**Work order**
Please retype all of the data below, word for word.

━━━ Source data

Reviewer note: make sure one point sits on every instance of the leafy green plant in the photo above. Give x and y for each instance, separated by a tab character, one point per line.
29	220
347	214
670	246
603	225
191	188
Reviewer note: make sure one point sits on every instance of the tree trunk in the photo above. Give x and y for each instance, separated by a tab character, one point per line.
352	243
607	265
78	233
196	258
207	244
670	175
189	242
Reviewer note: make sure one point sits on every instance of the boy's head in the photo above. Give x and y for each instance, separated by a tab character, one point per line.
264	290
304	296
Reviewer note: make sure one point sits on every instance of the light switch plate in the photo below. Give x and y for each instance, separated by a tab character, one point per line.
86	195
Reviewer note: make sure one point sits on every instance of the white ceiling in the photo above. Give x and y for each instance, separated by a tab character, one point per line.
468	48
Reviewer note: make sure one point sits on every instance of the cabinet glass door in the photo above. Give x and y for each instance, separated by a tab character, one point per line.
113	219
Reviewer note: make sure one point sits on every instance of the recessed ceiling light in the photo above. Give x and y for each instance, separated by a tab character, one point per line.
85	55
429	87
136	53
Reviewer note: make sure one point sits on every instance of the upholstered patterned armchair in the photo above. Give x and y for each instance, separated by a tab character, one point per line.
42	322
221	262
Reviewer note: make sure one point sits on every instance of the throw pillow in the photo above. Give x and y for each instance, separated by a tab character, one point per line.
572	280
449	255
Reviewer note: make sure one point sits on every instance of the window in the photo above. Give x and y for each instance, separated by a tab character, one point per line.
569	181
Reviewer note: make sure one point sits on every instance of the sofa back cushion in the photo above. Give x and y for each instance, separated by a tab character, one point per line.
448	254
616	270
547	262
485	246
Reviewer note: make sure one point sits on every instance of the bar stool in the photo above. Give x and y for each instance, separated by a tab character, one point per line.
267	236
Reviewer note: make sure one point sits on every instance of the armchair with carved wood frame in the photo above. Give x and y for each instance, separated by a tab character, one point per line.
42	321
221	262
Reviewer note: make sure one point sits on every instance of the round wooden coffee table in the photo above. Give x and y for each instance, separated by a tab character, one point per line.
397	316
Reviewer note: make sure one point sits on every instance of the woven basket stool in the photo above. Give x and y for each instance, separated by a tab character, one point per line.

━━━━━━

**Response area**
Reviewer note: make sure one point sits on every instance of the leafy green plant in the photo above. Give x and y for each instance, separated by a tab character, one point per line.
29	220
347	214
670	246
603	225
191	188
Reviewer note: make sure one point sits on every instance of the tree trunk in the photo above. Give x and y for each instance, separated by a tab character, one point per line.
352	243
607	265
78	233
196	258
207	244
670	175
189	242
Reviewer note: make sure one point sits on every instance of the boy's head in the photo above. Give x and y for each instance, separated by a tab character, one point per line.
264	290
304	296
Reviewer note: make sure one point sits on every instance of the light switch plate in the photo below. Give x and y for each instance, separated by a tab character, one point per line.
86	195
Reviewer note: make sure one point sits on every instance of the white ceiling in the photo above. Give x and y for each instance, separated by a tab character, one point per line.
468	48
Reviewer note: make sure one point sits on every instance of the cabinet glass door in the photo above. Give x and y for each instance, separated by a tab character, one point per line.
113	219
Reviewer note: make sure one point sits on every instance of the recessed ceiling light in the photo above. Give x and y for each instance, separated by a tab character, one point per line.
85	55
429	87
136	53
Reviewer note: make sure one point sits on every instance of the upholstered patterned armchair in the photo above. Give x and y for each instance, separated by a tab character, one point per line.
42	322
221	262
Reviewer note: make sure one point sits on every instance of the throw pillow in the photo above. Give x and y for each instance, separated by a tab character, one point per line.
572	280
449	255
Reviewer note: make sure one point sits on every instance of the window in the photo above. Give x and y for each instance, separated by a tab character, one point per line.
569	181
Reviewer note: make sure one point sits on every instance of the sofa back cushion in the photo above. Give x and y for each instance, separated by a tab character, one point per line.
448	254
616	270
547	262
485	246
Reviewer note: make sure one point sits on every instance of the bar stool in the photo above. Give x and y for each instance, separated by a tab character, one point per line.
267	236
Reviewer note: make sure one point sits on every instance of the armchair with carved wood frame in the photo above. Give x and y for each instance, separated by a tab character, one point per line.
42	321
221	262
Reviewer note: make sure one point sits on every instance of the round wooden coffee table in the photo above. Give x and y for each instance, separated by a tab character, one point per line.
397	316
Reviewer note: make sure one point sits on every instance of the woven basket stool in the photo above. Give x and y for each instance, separated by a tab character, one point per line.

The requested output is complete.